* begin Provided passage *
- Episode no.: Season 1 Episode 3
- Directed by: James Bobin
- Written by: James Bobin; Jemaine Clement; Bret McKenzie;
- Production code: 103
- Original air date: July 1, 2007

Guest appearances
- Luther Creek (Mickey); Lenny Venito (John); Kelly Taffe (Police Officer); Richard Thorne (Reuben); Eugene Mirman (Eugene); Marilyn Torres (Jemaine's date); Diana Bologna (John's date);

Episode chronology
| ← Previous "Bret Gives Up the Dream" | Next → "Yoko" |

= Mugged (Flight of the Conchords) =

"Mugged" is the third episode of the HBO comedy series Flight of the Conchords. It first aired in the United States on Sunday, July 1, 2007.

==Plot synopsis==
Bret and Jemaine are mugged and chased by two thugs. During the pursuit, Jemaine's clothes get caught on a fence. Rather than helping Jemaine, Bret leaves him to fend for himself. Consequently, Jemaine injures his arm and spends two days in jail with John, one of the muggers. While in jail, Jemaine bonds with John, who is also dealing with the pain of having been abandoned, as his partner in crime ran from the scene when the authorities arrived. In his efforts to reconcile with an angry Jemaine, Bret decides to get Jemaine's camera-phone (which is a phone glued to a camera, rather than a mobile phone with camera abilities) back from the muggers.
* end Provided passage *
Task instructions »
(a) Summarize the Mugged article in two sentences.
(b) List every actor named as a guest appearance in the Mugged article.
(c) Please repeat the part of the Mugged article that opens with the words containing "Episode chronology" and closes with "July 1, 2007.".
You won't need the data to do any of this.
* begin Supplied data *
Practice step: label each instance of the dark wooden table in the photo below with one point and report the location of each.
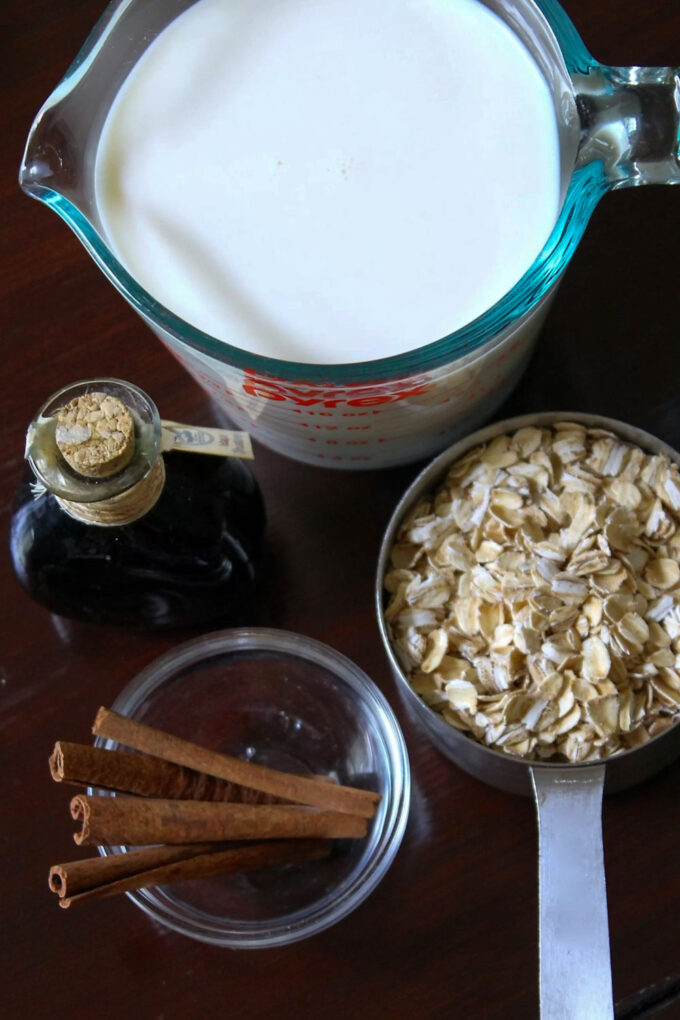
* end Supplied data *
Set of answers »
(a) "Mugged" is the third episode of the HBO comedy series Flight of the Conchords, and it first aired in the United States on July 1, 2007. In it, Bret leaves Jemaine behind while two thugs chase them, so Jemaine injures his arm and spends two days in jail bonding with the mugger John, and Bret tries to reconcile by getting Jemaine's camera-phone back from the muggers.

(b)
Luther Creek
Lenny Venito
Kelly Taffe
Richard Thorne
Eugene Mirman
Marilyn Torres
Diana Bologna

(c)
Episode chronology
| ← Previous "Bret Gives Up the Dream" | Next → "Yoko" |

= Mugged (Flight of the Conchords) =

"Mugged" is the third episode of the HBO comedy series Flight of the Conchords. It first aired in the United States on Sunday, July 1, 2007.